- PEDIDO:
Transcreva sem nenhuma alteração todas as linhas dos itens a seguir, do primeiro ao último.

----- LISTA DE ITENS

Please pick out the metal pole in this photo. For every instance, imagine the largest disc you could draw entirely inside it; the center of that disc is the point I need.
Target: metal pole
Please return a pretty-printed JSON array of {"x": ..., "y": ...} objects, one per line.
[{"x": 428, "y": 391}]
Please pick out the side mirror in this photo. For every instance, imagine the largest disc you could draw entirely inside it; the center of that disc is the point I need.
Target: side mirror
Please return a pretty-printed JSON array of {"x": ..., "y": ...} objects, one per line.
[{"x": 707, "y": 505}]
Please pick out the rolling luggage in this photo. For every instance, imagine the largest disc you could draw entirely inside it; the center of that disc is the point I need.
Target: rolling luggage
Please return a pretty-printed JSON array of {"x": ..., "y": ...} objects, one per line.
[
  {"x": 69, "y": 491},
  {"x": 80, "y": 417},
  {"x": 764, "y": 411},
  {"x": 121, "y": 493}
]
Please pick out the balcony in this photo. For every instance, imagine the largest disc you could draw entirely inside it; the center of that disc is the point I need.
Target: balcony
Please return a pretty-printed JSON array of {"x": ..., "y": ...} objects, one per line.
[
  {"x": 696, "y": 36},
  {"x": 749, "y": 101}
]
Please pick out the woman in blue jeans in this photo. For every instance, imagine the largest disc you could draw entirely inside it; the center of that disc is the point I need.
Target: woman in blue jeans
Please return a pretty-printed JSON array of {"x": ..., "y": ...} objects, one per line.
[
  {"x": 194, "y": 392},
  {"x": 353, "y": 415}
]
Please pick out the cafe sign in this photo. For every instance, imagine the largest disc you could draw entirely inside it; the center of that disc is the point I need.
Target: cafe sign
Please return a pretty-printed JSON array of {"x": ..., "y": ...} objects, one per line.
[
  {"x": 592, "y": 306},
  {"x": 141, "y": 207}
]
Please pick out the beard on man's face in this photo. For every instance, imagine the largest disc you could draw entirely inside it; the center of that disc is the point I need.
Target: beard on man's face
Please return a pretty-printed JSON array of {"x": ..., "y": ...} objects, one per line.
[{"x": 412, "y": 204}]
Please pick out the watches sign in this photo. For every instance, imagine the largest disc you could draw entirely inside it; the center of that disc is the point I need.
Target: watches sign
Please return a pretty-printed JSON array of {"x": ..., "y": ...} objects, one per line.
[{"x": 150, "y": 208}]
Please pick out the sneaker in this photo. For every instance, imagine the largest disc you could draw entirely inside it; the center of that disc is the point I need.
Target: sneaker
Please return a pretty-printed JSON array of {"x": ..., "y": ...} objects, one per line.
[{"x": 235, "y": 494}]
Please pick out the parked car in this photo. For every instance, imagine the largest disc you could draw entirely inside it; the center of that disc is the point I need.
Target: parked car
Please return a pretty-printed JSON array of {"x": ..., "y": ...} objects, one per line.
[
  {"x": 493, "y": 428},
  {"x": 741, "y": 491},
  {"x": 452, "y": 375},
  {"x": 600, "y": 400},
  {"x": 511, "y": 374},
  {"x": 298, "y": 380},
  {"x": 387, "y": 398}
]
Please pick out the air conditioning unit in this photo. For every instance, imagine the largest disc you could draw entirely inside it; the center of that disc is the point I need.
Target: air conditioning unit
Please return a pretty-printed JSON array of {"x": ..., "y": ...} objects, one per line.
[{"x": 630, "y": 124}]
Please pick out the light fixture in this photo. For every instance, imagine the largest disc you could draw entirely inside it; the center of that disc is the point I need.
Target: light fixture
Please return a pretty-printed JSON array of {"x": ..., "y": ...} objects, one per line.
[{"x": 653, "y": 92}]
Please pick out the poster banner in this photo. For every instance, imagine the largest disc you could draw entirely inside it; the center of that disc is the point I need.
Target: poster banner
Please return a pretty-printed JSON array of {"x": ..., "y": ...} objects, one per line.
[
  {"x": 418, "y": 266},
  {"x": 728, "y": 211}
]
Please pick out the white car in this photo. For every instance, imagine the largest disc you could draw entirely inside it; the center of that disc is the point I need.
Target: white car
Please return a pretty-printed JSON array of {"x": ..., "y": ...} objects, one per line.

----------

- RESULTADO DA TAREFA:
Please pick out the metal pole in this photo. For every instance, imagine the largest disc you could draw entirely inside it; the center of that disc is the point I need.
Target: metal pole
Please return a pretty-printed JSON array of {"x": ..., "y": ...} objects, one per line.
[{"x": 428, "y": 391}]
Please pick out the side mirror in this photo. For every instance, imagine the largest disc you could draw entirely inside it; the center of that disc is the point I need.
Target: side mirror
Please return a pretty-printed JSON array of {"x": ..., "y": ...} objects, one per line.
[{"x": 707, "y": 505}]
Please pick out the rolling luggage in this photo. For every instance, imagine the largest disc you could draw entirely inside it; the center of that disc is the point I need.
Target: rolling luggage
Please return a pretty-printed JSON array of {"x": ..., "y": ...} objects, one per line.
[
  {"x": 69, "y": 491},
  {"x": 80, "y": 417},
  {"x": 764, "y": 411},
  {"x": 121, "y": 493}
]
Please pick out the balcony in this photo. For every instance, imagine the largest disc you could draw entirely inside it; the center of that disc is the point I need.
Target: balcony
Please return a pretty-printed JSON array of {"x": ..., "y": ...} objects, one per line.
[
  {"x": 696, "y": 36},
  {"x": 749, "y": 101}
]
Please pick out the woman in blue jeans in this photo. For every instance, imagine the largest disc you could draw entirely inside it; the center of that disc is the point I need.
Target: woman in blue jeans
Please return a pretty-printed JSON array of {"x": ..., "y": ...} objects, one per line.
[
  {"x": 194, "y": 392},
  {"x": 353, "y": 415}
]
Please pick out the cafe sign in this photo. For every instance, imagine the largest disc you could draw entirely inside it; the center of that disc is the point I need.
Target: cafe sign
Please return a pretty-printed JSON array of {"x": ..., "y": ...} objects, one per line.
[
  {"x": 592, "y": 306},
  {"x": 141, "y": 207}
]
Please pick out the beard on man's face in this photo. For every instance, imagine the largest disc you could draw entirely inside it; the center of that disc is the point I need.
Target: beard on man's face
Please return a pretty-printed JSON array of {"x": ..., "y": ...} objects, one per line.
[{"x": 412, "y": 204}]
Please pick out the watches sign in this photo. For every instance, imagine the largest disc you could draw entirely inside it; the center of that disc is the point I need.
Target: watches sign
Please return a pretty-printed JSON array of {"x": ..., "y": ...} objects, one per line.
[{"x": 150, "y": 208}]
Please pick out the sneaker in this photo. For every instance, imagine the largest disc you could draw entirely inside it; the center of that disc is the point I need.
Target: sneaker
Please return a pretty-printed JSON array of {"x": ..., "y": ...} objects, one per line.
[{"x": 235, "y": 494}]
Please pick out the parked car in this photo. For every instance, imagine the largest disc you could draw entirely inside it; the center of that disc is the point I need.
Target: parked car
Please return a pretty-printed JSON array of {"x": ..., "y": ...} objects, one per line.
[
  {"x": 493, "y": 428},
  {"x": 741, "y": 491},
  {"x": 452, "y": 375},
  {"x": 600, "y": 400},
  {"x": 511, "y": 374},
  {"x": 298, "y": 380},
  {"x": 387, "y": 398}
]
Please pick out the air conditioning unit in this photo. For every instance, imagine the largest disc you could draw entirely inside it; the center of that disc is the point I need.
Target: air conditioning unit
Please return a pretty-printed JSON array of {"x": ..., "y": ...} objects, one per line.
[{"x": 630, "y": 124}]
Please pick out the light fixture in this photo. For every instance, imagine the largest disc you could draw entirely inside it; the center of that disc is the point I need.
Target: light fixture
Please return a pretty-printed JSON array of {"x": ..., "y": ...} objects, one per line.
[{"x": 653, "y": 92}]
Please pick out the poster banner in this photo. For every instance, imagine the largest disc you could draw entirely inside it; the center of that disc is the point I need.
Target: poster banner
Please return a pretty-printed JSON array of {"x": ..., "y": ...} objects, one per line.
[
  {"x": 418, "y": 266},
  {"x": 728, "y": 211}
]
Please pick out the white car in this photo. For every instance, imagine the largest disc you could draw entirely inside it; the center of that disc is the point I need.
Target: white car
Please return a pretty-printed JSON array of {"x": ..., "y": ...} objects, one per line.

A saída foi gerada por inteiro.